(Records from a collection)

━━━━━━━━━━━━━━━━

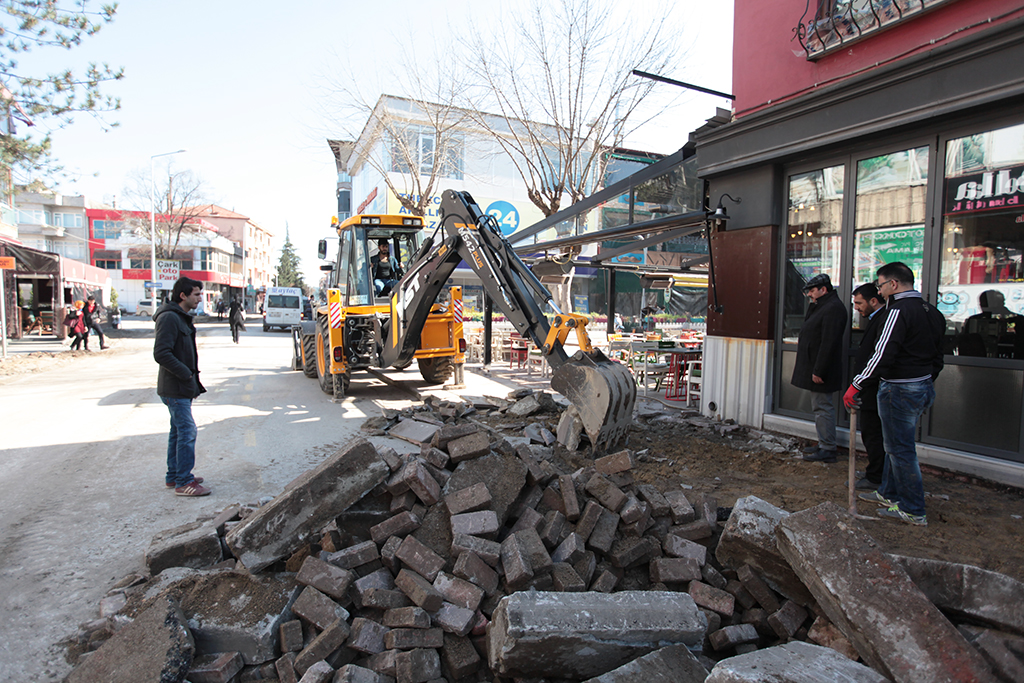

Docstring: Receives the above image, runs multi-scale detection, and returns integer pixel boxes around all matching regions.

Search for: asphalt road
[0,324,507,682]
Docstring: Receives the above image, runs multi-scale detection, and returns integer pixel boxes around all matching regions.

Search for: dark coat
[153,302,206,398]
[227,301,246,332]
[792,290,850,393]
[82,301,103,328]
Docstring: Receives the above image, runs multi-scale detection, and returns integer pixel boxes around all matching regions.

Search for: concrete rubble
[68,389,1024,683]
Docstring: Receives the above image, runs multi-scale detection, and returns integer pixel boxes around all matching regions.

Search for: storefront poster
[854,225,925,284]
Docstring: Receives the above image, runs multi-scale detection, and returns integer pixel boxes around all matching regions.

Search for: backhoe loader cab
[293,215,466,397]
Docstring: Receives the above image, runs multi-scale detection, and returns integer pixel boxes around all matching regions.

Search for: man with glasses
[853,283,886,490]
[791,272,850,463]
[370,240,401,296]
[843,261,946,526]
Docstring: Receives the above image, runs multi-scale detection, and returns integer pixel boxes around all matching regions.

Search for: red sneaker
[174,481,210,497]
[164,477,203,488]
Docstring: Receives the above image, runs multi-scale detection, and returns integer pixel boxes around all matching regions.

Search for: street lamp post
[150,150,185,317]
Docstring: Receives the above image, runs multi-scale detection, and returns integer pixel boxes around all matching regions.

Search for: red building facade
[696,0,1024,475]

━━━━━━━━━━━━━━━━

§ **WORK TO BE COMPLETED**
Transcribe the whole listing exactly. Pictures stay out of your copy.

§ **TASK OUTPUT**
Docstring: Receives the above image, runs multi-scale detection, and returns integer pixel boxes around all matching regions.

Search for: asphalt road
[0,324,507,682]
Docstring: Receives the above image, runs multi-scale detection, and returns integer pixel boxes around all matching regions.

Search for: dark coat
[153,302,206,398]
[227,301,246,332]
[792,290,850,393]
[82,301,103,328]
Docstring: Receives the above image, runs multi-scale detection, and returns integer pixel boxes around all matching regions.

Search for: concrete rubble
[68,389,1024,683]
Docstring: Receives the above image, runs multi-scale detection, and returns integer pixel boxes around all matching regions.

Search for: storefront poster
[854,225,925,284]
Docstring: Receives the above image, runs multi-scale detection, and returns integer pixel boxes around all matching regions.

Search for: backhoe loader cab
[293,215,466,397]
Docstring: Receives the above image, runs multi-scale detection, and returns integer pixel boxes around all matching regions.

Search for: man with glasses
[853,283,886,490]
[791,272,850,463]
[370,240,401,296]
[843,261,946,526]
Docstring: Receives the above image, runs multi-scale detection, and returns integer pixel boxes around all matching regions.

Search for: red sneaker
[174,481,210,497]
[164,477,203,488]
Docstring: Receives the above image, runs multi-scale detection, and returns integer pixel boxes around all matching regions.

Search for: street lamp post
[150,150,185,317]
Docstring: Receives the above image, runs multi-scale detection, and returns integer pixel boxes around all matching regions.

Search for: red building facade
[696,0,1024,475]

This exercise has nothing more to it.